● **WHAT THE TASK ASKS**
Find each line of the material below in which the word "rough" occurs, and return it.

● **AVAILABLE DATA**
========

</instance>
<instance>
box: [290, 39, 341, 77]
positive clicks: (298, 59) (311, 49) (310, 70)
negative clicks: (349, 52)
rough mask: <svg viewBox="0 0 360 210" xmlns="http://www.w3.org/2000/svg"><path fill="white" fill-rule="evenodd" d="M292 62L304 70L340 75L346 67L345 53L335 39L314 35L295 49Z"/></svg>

========

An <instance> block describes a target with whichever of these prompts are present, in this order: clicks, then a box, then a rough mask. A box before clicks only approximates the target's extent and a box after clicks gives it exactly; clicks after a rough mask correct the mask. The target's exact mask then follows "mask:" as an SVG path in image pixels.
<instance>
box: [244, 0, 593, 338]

========

● **RESULT OF THIS TASK**
rough mask: <svg viewBox="0 0 360 210" xmlns="http://www.w3.org/2000/svg"><path fill="white" fill-rule="evenodd" d="M292 62L304 70L340 75L346 67L345 53L335 39L314 35L295 49Z"/></svg>
An <instance> block describes a target with whichever of these prompts are present, in this order: clicks, then a box, then a rough mask. A box before clicks only approximates the target's extent and a box after clicks gives it exactly; clicks after a rough mask correct the mask. The target's exact mask then follows "mask:" as an SVG path in image pixels.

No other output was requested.